*Reading text:*
I know my old Shadowrun GM used to throw Bob and Carl the security guards into every game he ran for us. Even if it was Mage: the Ascension, or Dungeons and Dragons.
Ugh, I hate copy-n-paste villainy. One of my players offered to run an Oriental Adventures D&D game so I expected a fantasy Japanese style campaign full of interesting oriental lore.
Instead the GM ripped off *EVERY* villain in my last D&D game, changing only a few of their races. Everything else was the same and it led to one huge metagaming mess.
We stopped playing that campaign after about a month.
So you were expecting a game with Sum Ting Nu, and got something old and something borrowed? Man, you must have been something blue when that happened. No wonder the engagement was called off.
Oh goodness yes, my DM has a wizard he always brings back into a campaign. Whether it be in the medieval world, Avatar world, MLP world, or even the one time we tried a Star Trek world, Bu the Wizard would always make a return.
jajajaja more of less, Angel bunny, remember me, the character of one friend of mine. a Halfling Thief, infamous as the name of Chafeoj, (on Spanish chaparro, feo y ojete). Squat, ugly and Jerkass XD.
This reminds me of the time the person in my party who's always a Mage persuaded the GM, after witnessing my phoenix familiar own a minor boss, to give him have a flame sprite companion in the next campaign.
The next campaign we did was a water-based campaign where we were all merfolk. And yes, the GM remembered that, and yes, the poor Mage could only use his familiar when we visited the surface. Which we did twice in the whole campaign. Fun.
So, I have a story involving both a familiar AND referencing old NPCs.
So, in a campaign I DMed, the players have managed to piss off most of the other cities by siding with a group of animal/human hybrid bioweapons (Think lycanthropes basically. Or furries) that a magical research institute made, rather than destroying them. They eventually come to one of the few towns that's not hostile to them, and get a meeting from the duke, who has heard of them.
They march in to find the duke, who is obviously a half-celestial, and his celestial weasel pet. He mentions he's heard of the party's recent adventures, and after confirming the facts, he dismisses his guards so he can talk in private. Then the weasel speaks up.
It turned out the weasel was Sakeek from my old campaign (This one taking place a couple hundred years after that one), with a take on the ending (the old campaign hadn't ended yet) that had the entire party sacrifice themselves to save the day, but my wizard used epic level spell shenanigans to transfer his familiar bond to his own familiar, essentially making him his own familiar so he got the benefits such as long life and his prestige bonus of speech, but wouldn't die when the wizard did. It also turned out he was behind the whole mess.

*Exercise instructions:* In the thread about recurring game characters, condense the paragraph that begins "So, in a campaign I DMed" into a shorter version that keeps its main facts.

*Available data:*
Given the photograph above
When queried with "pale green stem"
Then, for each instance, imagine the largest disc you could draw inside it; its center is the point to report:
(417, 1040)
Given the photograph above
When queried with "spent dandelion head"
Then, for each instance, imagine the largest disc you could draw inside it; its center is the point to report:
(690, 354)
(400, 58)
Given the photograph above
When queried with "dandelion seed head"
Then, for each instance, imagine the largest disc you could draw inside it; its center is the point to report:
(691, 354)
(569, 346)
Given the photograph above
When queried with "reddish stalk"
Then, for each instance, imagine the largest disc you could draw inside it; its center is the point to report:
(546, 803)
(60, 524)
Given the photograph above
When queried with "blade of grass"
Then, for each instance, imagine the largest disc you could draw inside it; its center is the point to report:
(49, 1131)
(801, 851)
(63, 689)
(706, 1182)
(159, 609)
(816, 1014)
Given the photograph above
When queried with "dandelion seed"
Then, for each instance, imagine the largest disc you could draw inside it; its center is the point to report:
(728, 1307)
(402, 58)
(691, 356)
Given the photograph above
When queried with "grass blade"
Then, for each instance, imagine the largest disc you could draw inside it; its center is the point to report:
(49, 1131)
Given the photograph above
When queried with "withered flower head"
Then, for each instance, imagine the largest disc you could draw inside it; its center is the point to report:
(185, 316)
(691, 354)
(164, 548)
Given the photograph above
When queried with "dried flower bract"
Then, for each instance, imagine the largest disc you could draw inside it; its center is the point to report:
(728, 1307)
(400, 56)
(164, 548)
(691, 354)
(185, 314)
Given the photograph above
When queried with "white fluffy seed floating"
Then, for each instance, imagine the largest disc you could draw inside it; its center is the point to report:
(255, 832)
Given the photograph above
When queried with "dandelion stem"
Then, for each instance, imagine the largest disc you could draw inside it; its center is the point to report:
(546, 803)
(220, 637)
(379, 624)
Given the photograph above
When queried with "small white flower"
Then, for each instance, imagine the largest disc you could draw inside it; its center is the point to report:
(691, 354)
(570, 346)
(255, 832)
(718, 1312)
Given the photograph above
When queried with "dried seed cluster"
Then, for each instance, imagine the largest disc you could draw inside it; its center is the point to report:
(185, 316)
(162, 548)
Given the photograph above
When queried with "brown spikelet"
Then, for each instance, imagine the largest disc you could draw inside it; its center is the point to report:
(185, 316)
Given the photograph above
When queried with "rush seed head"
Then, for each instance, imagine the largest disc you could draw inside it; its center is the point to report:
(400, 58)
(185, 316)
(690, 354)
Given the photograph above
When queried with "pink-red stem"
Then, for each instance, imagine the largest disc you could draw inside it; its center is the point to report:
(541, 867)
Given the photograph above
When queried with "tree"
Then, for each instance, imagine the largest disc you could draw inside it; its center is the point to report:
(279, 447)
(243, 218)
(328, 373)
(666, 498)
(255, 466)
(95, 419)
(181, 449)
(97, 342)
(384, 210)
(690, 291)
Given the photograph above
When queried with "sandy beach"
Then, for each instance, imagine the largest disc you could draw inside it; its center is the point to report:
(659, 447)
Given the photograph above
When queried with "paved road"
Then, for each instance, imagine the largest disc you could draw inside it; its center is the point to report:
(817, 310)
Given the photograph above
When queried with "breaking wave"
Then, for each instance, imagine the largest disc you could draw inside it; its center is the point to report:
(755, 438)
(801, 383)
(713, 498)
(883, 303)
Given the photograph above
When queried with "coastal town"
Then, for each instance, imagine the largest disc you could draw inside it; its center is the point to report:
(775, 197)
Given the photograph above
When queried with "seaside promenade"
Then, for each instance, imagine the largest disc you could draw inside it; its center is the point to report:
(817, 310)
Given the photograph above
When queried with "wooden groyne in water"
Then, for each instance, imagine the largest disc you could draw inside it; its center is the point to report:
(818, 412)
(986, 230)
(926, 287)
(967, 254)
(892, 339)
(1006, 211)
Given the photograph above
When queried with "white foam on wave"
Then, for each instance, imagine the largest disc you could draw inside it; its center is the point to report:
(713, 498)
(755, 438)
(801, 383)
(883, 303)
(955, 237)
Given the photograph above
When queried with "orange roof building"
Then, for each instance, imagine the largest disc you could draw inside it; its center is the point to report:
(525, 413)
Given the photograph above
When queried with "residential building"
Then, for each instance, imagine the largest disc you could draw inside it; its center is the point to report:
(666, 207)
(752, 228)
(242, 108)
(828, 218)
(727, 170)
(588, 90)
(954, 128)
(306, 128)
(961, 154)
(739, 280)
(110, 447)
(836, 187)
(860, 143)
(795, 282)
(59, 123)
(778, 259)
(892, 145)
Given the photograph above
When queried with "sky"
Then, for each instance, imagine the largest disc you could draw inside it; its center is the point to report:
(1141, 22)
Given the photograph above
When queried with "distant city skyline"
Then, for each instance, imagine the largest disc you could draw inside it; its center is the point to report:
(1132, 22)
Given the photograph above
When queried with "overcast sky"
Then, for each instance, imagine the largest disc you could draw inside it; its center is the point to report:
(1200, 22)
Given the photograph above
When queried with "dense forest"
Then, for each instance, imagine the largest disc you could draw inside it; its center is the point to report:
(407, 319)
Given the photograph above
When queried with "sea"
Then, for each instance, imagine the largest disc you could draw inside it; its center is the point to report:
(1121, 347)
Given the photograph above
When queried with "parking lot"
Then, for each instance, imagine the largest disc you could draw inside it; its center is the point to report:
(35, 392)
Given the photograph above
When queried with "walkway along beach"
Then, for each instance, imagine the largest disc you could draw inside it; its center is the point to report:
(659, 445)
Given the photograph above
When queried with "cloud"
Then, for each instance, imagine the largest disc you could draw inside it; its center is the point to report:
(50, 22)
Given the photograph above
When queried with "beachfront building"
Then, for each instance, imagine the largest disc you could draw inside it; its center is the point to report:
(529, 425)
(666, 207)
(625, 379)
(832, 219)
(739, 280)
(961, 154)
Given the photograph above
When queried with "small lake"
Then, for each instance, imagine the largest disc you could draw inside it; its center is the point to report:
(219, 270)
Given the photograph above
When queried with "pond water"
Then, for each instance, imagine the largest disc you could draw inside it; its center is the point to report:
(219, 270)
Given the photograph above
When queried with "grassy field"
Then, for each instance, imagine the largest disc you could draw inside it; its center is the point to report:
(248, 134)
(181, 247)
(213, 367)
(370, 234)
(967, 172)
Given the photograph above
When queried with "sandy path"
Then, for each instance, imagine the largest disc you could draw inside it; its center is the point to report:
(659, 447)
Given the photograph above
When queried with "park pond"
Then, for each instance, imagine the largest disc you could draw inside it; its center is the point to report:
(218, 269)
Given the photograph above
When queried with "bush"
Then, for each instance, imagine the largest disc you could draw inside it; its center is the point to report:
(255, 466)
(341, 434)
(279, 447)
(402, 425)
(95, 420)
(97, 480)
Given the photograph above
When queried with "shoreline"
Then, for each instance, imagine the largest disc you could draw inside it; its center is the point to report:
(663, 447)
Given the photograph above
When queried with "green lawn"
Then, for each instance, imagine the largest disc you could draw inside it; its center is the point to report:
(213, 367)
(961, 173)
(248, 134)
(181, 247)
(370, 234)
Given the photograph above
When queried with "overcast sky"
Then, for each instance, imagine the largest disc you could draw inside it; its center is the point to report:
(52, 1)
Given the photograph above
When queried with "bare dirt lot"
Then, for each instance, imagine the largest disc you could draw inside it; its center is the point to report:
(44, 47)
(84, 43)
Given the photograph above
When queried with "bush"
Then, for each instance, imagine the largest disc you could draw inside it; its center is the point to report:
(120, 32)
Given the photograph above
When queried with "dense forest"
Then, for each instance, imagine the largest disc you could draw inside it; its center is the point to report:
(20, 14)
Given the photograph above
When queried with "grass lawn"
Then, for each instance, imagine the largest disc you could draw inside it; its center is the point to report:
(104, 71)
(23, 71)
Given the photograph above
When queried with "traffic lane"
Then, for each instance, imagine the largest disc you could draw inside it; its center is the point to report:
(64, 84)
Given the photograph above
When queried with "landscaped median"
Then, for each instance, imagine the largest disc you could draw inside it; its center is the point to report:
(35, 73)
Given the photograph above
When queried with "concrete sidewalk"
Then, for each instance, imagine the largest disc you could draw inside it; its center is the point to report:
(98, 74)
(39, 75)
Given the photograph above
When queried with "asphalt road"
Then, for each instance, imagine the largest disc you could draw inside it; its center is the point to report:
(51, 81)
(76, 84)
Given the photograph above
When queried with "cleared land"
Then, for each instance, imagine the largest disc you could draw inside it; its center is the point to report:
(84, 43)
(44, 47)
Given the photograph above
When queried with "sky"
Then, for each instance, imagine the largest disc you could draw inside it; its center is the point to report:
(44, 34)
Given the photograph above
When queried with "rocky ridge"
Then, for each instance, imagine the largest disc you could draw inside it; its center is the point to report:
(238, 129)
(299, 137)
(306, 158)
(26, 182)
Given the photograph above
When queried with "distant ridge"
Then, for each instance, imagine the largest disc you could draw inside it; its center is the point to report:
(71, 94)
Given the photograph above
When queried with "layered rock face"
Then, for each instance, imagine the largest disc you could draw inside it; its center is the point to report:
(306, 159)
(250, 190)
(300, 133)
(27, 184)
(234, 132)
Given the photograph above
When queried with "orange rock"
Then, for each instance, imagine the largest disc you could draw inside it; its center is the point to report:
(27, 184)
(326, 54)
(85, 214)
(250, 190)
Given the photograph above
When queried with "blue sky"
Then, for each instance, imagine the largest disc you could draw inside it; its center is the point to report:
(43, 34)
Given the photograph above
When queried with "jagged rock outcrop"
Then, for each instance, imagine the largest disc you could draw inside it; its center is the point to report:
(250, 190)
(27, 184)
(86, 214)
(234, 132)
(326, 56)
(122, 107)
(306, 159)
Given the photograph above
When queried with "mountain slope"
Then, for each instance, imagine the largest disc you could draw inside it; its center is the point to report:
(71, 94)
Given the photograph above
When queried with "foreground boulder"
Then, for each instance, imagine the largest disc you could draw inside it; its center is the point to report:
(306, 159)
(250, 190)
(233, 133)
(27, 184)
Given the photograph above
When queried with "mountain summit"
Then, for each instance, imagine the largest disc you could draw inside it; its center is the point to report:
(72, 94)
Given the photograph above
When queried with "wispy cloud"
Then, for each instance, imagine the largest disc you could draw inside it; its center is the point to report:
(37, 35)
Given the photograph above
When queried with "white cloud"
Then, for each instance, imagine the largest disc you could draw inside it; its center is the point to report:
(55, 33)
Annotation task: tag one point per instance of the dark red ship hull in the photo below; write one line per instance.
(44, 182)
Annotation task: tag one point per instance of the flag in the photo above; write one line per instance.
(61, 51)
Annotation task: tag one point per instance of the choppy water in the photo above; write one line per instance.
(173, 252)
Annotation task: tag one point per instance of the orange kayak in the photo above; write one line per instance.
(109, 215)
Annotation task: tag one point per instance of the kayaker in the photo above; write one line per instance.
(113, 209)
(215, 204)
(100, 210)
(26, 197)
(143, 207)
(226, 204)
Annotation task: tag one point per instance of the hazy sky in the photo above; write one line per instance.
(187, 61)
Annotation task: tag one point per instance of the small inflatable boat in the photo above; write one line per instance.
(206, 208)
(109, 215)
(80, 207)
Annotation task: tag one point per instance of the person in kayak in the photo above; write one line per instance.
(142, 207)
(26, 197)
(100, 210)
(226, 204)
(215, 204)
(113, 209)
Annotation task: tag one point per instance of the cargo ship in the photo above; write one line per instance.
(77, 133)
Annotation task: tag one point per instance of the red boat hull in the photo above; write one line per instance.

*Solution:* In a campaign I ran as DM, the players angered most of the other cities by siding with a group of animal/human hybrid bioweapons, made by a magical research institute, instead of destroying them. They eventually reached one of the few towns not hostile to them. There they got a meeting with the duke, who had heard of them.